• Instructions for the task:
Convert every line of the items below into a Markdown table with columns headed Row and Line, numbering the rows and skipping blank lines. Leave the pictures out of your answer.

##### Stored data #####

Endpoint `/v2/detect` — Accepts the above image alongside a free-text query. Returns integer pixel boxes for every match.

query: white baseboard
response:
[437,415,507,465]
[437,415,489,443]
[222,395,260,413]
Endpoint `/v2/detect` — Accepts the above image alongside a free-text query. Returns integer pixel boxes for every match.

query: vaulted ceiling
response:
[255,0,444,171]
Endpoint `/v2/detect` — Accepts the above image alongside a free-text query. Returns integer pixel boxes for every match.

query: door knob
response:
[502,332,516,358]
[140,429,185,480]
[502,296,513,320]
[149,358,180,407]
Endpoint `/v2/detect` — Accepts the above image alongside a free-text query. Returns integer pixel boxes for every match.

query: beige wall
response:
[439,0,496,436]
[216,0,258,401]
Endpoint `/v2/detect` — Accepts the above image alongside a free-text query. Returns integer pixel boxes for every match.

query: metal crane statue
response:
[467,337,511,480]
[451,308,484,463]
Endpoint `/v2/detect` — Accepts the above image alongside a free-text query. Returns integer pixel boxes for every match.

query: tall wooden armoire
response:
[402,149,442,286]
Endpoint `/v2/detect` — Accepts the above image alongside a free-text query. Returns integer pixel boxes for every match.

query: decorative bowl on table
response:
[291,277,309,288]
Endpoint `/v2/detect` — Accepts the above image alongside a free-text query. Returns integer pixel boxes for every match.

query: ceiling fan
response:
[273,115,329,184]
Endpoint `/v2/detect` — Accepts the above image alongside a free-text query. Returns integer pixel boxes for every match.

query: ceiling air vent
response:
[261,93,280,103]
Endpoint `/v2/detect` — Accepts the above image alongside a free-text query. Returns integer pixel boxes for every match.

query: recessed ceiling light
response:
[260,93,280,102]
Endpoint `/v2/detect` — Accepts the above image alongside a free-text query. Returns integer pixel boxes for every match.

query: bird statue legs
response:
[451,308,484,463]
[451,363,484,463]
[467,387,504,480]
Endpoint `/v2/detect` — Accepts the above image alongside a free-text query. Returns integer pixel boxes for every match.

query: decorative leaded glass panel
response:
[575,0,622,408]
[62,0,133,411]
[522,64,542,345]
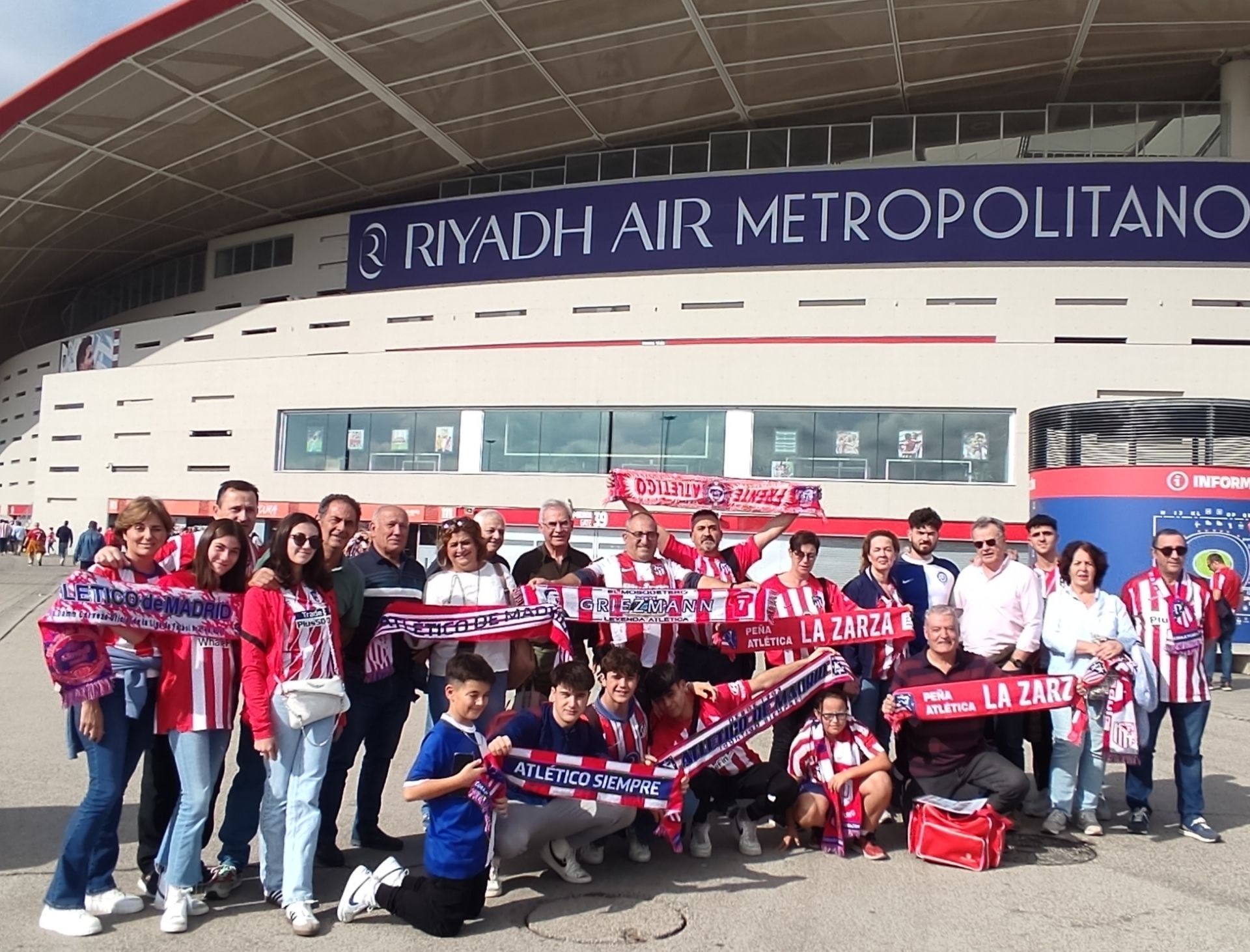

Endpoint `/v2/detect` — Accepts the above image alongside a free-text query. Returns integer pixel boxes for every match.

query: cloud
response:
[0,0,169,100]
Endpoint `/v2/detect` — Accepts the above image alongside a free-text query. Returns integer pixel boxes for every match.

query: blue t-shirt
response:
[497,705,607,804]
[404,714,490,880]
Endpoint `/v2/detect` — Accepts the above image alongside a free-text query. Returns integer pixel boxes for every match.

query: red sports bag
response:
[908,802,1011,872]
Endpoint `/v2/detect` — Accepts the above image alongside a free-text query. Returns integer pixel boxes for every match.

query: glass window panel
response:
[1091,103,1137,158]
[673,143,709,175]
[273,235,295,268]
[365,412,416,471]
[709,133,746,171]
[749,129,790,169]
[916,113,959,161]
[829,122,872,165]
[633,145,673,179]
[1137,103,1181,156]
[564,152,599,185]
[599,149,633,182]
[790,125,829,165]
[872,115,915,164]
[751,410,815,479]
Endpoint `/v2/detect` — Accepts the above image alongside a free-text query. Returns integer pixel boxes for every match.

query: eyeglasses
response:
[291,531,321,549]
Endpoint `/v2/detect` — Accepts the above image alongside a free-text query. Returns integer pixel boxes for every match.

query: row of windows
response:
[212,235,295,277]
[279,409,1011,483]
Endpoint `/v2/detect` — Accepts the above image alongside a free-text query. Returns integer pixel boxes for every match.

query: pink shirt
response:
[951,558,1045,658]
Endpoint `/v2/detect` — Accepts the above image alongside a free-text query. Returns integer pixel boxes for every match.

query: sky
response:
[0,0,170,102]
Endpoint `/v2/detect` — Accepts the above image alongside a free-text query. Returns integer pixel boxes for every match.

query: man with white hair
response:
[512,499,596,670]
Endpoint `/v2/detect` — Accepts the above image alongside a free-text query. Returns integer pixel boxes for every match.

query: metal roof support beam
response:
[257,0,481,170]
[681,0,751,125]
[1055,0,1099,103]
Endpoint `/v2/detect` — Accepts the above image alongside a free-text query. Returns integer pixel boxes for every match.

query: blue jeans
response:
[217,720,265,869]
[1206,629,1236,686]
[1050,701,1106,817]
[44,680,156,910]
[1124,701,1211,823]
[156,731,230,889]
[260,694,337,908]
[318,675,413,846]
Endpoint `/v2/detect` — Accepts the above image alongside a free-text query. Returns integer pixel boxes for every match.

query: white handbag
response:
[277,675,352,731]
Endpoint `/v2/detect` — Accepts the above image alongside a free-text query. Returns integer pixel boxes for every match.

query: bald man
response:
[316,505,425,865]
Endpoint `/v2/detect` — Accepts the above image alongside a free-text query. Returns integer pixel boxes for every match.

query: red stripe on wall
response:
[0,0,247,135]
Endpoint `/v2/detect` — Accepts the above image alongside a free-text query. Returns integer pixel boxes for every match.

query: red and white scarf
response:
[606,469,825,516]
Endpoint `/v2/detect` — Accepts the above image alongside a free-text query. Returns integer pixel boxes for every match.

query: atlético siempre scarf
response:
[39,572,242,707]
[365,598,571,680]
[711,606,915,657]
[886,675,1076,731]
[606,469,825,516]
[1068,654,1140,764]
[470,747,682,852]
[795,717,864,856]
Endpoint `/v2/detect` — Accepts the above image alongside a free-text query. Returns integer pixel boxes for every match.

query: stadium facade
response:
[0,0,1250,577]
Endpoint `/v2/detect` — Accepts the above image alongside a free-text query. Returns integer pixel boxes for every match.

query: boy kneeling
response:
[486,660,635,896]
[339,654,495,937]
[781,688,894,860]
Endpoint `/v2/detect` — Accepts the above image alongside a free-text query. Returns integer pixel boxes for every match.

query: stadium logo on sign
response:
[1167,469,1189,493]
[356,221,386,281]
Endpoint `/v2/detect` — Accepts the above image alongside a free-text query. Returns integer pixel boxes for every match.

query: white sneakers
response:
[284,902,321,938]
[539,837,590,884]
[85,889,144,916]
[730,809,764,856]
[39,906,102,937]
[690,823,711,860]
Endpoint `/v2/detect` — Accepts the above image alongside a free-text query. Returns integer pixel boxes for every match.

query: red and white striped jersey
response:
[760,576,859,668]
[89,562,165,655]
[586,698,648,763]
[576,552,686,668]
[663,535,761,644]
[156,525,260,576]
[1120,569,1220,705]
[651,680,760,777]
[789,721,885,783]
[156,570,242,735]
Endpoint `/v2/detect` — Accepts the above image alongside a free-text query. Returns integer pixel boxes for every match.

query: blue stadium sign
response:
[348,160,1250,292]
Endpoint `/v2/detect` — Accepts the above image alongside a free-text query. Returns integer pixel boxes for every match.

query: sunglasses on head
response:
[1155,546,1189,558]
[291,531,321,549]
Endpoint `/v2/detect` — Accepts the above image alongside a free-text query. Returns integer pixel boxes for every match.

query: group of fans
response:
[40,481,1242,936]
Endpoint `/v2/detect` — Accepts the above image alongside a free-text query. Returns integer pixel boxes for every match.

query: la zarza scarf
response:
[39,572,242,707]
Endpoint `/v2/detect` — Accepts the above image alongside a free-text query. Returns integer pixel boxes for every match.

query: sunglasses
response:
[1155,546,1189,558]
[291,531,321,549]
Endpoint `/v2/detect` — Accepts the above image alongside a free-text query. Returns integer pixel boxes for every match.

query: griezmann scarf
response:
[605,469,825,516]
[39,572,242,707]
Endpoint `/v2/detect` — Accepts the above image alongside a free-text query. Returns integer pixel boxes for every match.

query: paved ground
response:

#####

• The output:
| Row | Line |
|---|---|
| 1 | Endpoint `/v2/detect` — Accepts the above image alongside a free-text query. Returns integer pixel boxes for every match. |
| 2 | query: white baseboard |
| 3 | response: |
| 4 | [437,415,507,465] |
| 5 | [437,415,489,443] |
| 6 | [222,395,260,413] |
| 7 | Endpoint `/v2/detect` — Accepts the above image alongside a free-text query. Returns integer pixel boxes for every match. |
| 8 | query: vaulted ceiling |
| 9 | response: |
| 10 | [255,0,444,171] |
| 11 | Endpoint `/v2/detect` — Accepts the above image alongside a free-text query. Returns integer pixel boxes for every match. |
| 12 | query: door knob |
| 13 | response: |
| 14 | [502,332,516,358] |
| 15 | [140,429,185,480] |
| 16 | [502,296,513,320] |
| 17 | [149,358,180,407] |
| 18 | Endpoint `/v2/detect` — Accepts the above image alongside a free-text query. Returns integer pixel boxes for every match. |
| 19 | query: beige wall |
| 20 | response: |
| 21 | [439,0,496,436] |
| 22 | [216,0,258,401] |
| 23 | Endpoint `/v2/detect` — Accepts the above image alongside a free-text query. Returns integer pixel boxes for every match. |
| 24 | query: metal crane statue |
| 25 | response: |
| 26 | [467,337,511,480] |
| 27 | [451,308,484,463] |
| 28 | Endpoint `/v2/detect` — Accepts the above image alongside a free-text query. Returns integer pixel boxes for every match. |
| 29 | query: tall wooden armoire |
| 30 | response: |
| 31 | [402,149,442,286] |
| 32 | Endpoint `/v2/detect` — Accepts the above image alongside a free-text query. Returns integer pixel boxes for every match. |
| 33 | query: decorative bowl on table |
| 34 | response: |
| 35 | [291,277,309,288] |
| 36 | Endpoint `/v2/detect` — Accepts the above image alongside a free-text query. Returns integer pixel boxes for every match. |
| 37 | query: ceiling fan |
| 38 | response: |
| 39 | [273,115,329,184] |
| 40 | Endpoint `/v2/detect` — Accepts the above image alongside a free-text query. Returns integer pixel boxes for every match. |
| 41 | query: ceiling air vent |
| 42 | response: |
| 43 | [261,93,280,103] |
| 44 | Endpoint `/v2/detect` — Accepts the above image alongside a free-text query. Returns integer pixel boxes for every match. |
| 45 | query: recessed ceiling light |
| 46 | response: |
| 47 | [260,93,280,102] |
| 48 | Endpoint `/v2/detect` — Accepts the above image alongside a free-text query. Returns integer pixel boxes for every match. |
| 49 | query: bird statue legs |
| 50 | response: |
| 51 | [451,308,484,463] |
| 52 | [451,363,484,463] |
| 53 | [467,387,504,480] |
| 54 | Endpoint `/v2/detect` — Accepts the above image alongside a free-text query. Returns integer pixel boxes for every match. |
| 55 | query: decorative leaded glass panel |
| 56 | response: |
| 57 | [575,0,622,408] |
| 58 | [62,0,133,411] |
| 59 | [522,64,542,345] |
| 60 | Endpoint `/v2/detect` — Accepts the above image alongside a free-text query. Returns integer pixel boxes for every match. |
| 61 | query: cloud |
| 62 | response: |
| 63 | [0,0,169,100] |
| 64 | Endpoint `/v2/detect` — Accepts the above image alongside a free-text query. Returns integer pixel boxes for every match. |
| 65 | query: blue t-shirt |
| 66 | response: |
| 67 | [497,705,607,804] |
| 68 | [404,714,490,880] |
| 69 | Endpoint `/v2/detect` — Accepts the above image alongside a free-text query. Returns integer pixel boxes for every match. |
| 70 | query: red sports bag |
| 71 | response: |
| 72 | [908,802,1011,872] |
| 73 | Endpoint `/v2/detect` — Accepts the above image alongside a free-text query. Returns integer pixel boxes for every match. |
| 74 | query: glass window panel |
| 75 | response: |
| 76 | [1091,103,1137,158] |
| 77 | [673,143,709,175] |
| 78 | [273,235,295,268] |
| 79 | [365,412,416,471] |
| 80 | [709,133,746,171] |
| 81 | [749,129,790,169] |
| 82 | [916,113,959,161] |
| 83 | [829,122,872,165] |
| 84 | [633,145,673,179] |
| 85 | [1137,103,1181,156] |
| 86 | [564,152,599,185] |
| 87 | [599,149,633,182] |
| 88 | [790,125,829,165] |
| 89 | [872,115,915,164] |
| 90 | [751,410,815,479] |
| 91 | Endpoint `/v2/detect` — Accepts the above image alongside a free-text query. Returns integer pixel boxes for every match. |
| 92 | query: eyeglasses |
| 93 | response: |
| 94 | [291,531,321,549] |
| 95 | Endpoint `/v2/detect` — Accepts the above image alongside a free-text query. Returns integer pixel boxes for every match. |
| 96 | query: row of windows |
| 97 | response: |
| 98 | [212,235,295,277] |
| 99 | [279,409,1011,483] |
| 100 | Endpoint `/v2/detect` — Accepts the above image alongside a free-text query. Returns integer pixel boxes for every match. |
| 101 | query: pink shirt |
| 102 | response: |
| 103 | [951,558,1045,658] |
| 104 | Endpoint `/v2/detect` — Accepts the above image alongside a free-text query. Returns integer pixel boxes for every match. |
| 105 | query: sky |
| 106 | response: |
| 107 | [0,0,170,102] |
| 108 | Endpoint `/v2/detect` — Accepts the above image alongside a free-text query. Returns integer pixel boxes for every match. |
| 109 | query: man with white hair |
| 110 | response: |
| 111 | [512,499,596,670] |
| 112 | Endpoint `/v2/detect` — Accepts the above image alongside a free-text query. Returns integer pixel boxes for every match. |
| 113 | query: metal roof support beam |
| 114 | response: |
| 115 | [257,0,481,170] |
| 116 | [681,0,751,125] |
| 117 | [1055,0,1099,103] |
| 118 | Endpoint `/v2/detect` — Accepts the above image alongside a free-text query. Returns integer pixel boxes for every match. |
| 119 | query: blue jeans |
| 120 | response: |
| 121 | [217,720,265,869] |
| 122 | [1206,629,1236,686] |
| 123 | [1050,701,1106,817] |
| 124 | [44,680,156,910] |
| 125 | [1124,701,1211,823] |
| 126 | [156,731,230,889] |
| 127 | [260,694,337,908] |
| 128 | [318,675,413,846] |
| 129 | Endpoint `/v2/detect` — Accepts the above image alongside a free-text query. Returns integer pixel boxes for every match. |
| 130 | query: white handbag |
| 131 | response: |
| 132 | [277,675,352,731] |
| 133 | Endpoint `/v2/detect` — Accepts the above image alongside a free-text query. Returns integer pixel boxes for every match. |
| 134 | query: bald man |
| 135 | response: |
| 136 | [316,505,425,865] |
| 137 | Endpoint `/v2/detect` — Accepts the above image alongside a free-text query. Returns integer pixel boxes for every match. |
| 138 | query: red stripe on wall |
| 139 | response: |
| 140 | [0,0,247,135] |
| 141 | Endpoint `/v2/detect` — Accepts the above image alongside a free-text query. Returns integer pixel boxes for every match. |
| 142 | query: red and white scarf |
| 143 | response: |
| 144 | [606,469,825,516] |
| 145 | Endpoint `/v2/detect` — Accepts the above image alongside a free-text query. Returns integer pixel boxes for every match. |
| 146 | query: atlético siempre scarf |
| 147 | response: |
| 148 | [39,572,242,707] |
| 149 | [365,598,571,680] |
| 150 | [711,606,915,657] |
| 151 | [886,675,1076,731] |
| 152 | [606,469,825,516] |
| 153 | [1068,654,1140,764] |
| 154 | [470,747,682,852] |
| 155 | [795,717,864,856] |
| 156 | Endpoint `/v2/detect` — Accepts the above image alongside a free-text query. Returns integer pixel boxes for every match. |
| 157 | query: stadium facade |
| 158 | response: |
| 159 | [0,0,1250,577] |
| 160 | Endpoint `/v2/detect` — Accepts the above image alongside a free-text query. Returns integer pixel boxes for every match. |
| 161 | query: boy kneeling |
| 162 | response: |
| 163 | [486,660,635,896] |
| 164 | [339,654,495,937] |
| 165 | [781,688,894,860] |
| 166 | Endpoint `/v2/detect` — Accepts the above image alongside a free-text query. Returns integer pixel boxes for every match. |
| 167 | query: stadium logo on sign |
| 168 | response: |
| 169 | [1167,469,1189,493] |
| 170 | [356,221,386,281] |
| 171 | Endpoint `/v2/detect` — Accepts the above image alongside a free-text query. Returns integer pixel boxes for every match. |
| 172 | query: white sneakers |
| 173 | response: |
| 174 | [284,902,321,938] |
| 175 | [539,837,590,884] |
| 176 | [85,889,144,916] |
| 177 | [730,809,764,856] |
| 178 | [39,906,102,937] |
| 179 | [690,823,711,860] |
| 180 | Endpoint `/v2/detect` — Accepts the above image alongside a free-text query. Returns integer pixel boxes for every match. |
| 181 | query: red and white striped jersey |
| 182 | response: |
| 183 | [760,576,859,668] |
| 184 | [89,562,165,655] |
| 185 | [586,698,648,763] |
| 186 | [576,552,686,668] |
| 187 | [663,535,761,644] |
| 188 | [156,525,260,576] |
| 189 | [1120,569,1220,705] |
| 190 | [651,680,760,777] |
| 191 | [789,721,885,783] |
| 192 | [156,570,242,735] |
| 193 | Endpoint `/v2/detect` — Accepts the above image alongside a free-text query. Returns integer pixel boxes for every match. |
| 194 | query: blue stadium sign |
| 195 | response: |
| 196 | [348,160,1250,292] |
| 197 | Endpoint `/v2/detect` — Accepts the above image alongside a free-text query. Returns integer pixel boxes for every match. |
| 198 | query: sunglasses on head |
| 199 | response: |
| 200 | [1155,546,1189,558] |
| 201 | [291,531,321,549] |
| 202 | Endpoint `/v2/detect` — Accepts the above image alongside a free-text query. Returns integer pixel boxes for every match. |
| 203 | query: group of fans |
| 204 | response: |
| 205 | [40,481,1242,936] |
| 206 | Endpoint `/v2/detect` — Accepts the above image alongside a free-text query. Returns integer pixel boxes for every match. |
| 207 | query: la zarza scarf |
| 208 | response: |
| 209 | [39,572,242,707] |
| 210 | Endpoint `/v2/detect` — Accepts the above image alongside a free-text query. Returns integer pixel boxes for every match. |
| 211 | query: sunglasses |
| 212 | response: |
| 213 | [1155,546,1189,558] |
| 214 | [291,531,321,549] |
| 215 | Endpoint `/v2/detect` — Accepts the above image alongside a free-text query. Returns integer pixel boxes for every match. |
| 216 | query: griezmann scarf |
| 217 | response: |
| 218 | [605,469,825,516] |
| 219 | [39,572,242,707] |
| 220 | Endpoint `/v2/detect` — Accepts the above image alongside a free-text query. Returns integer pixel boxes for every match. |
| 221 | query: paved ground |
| 222 | response: |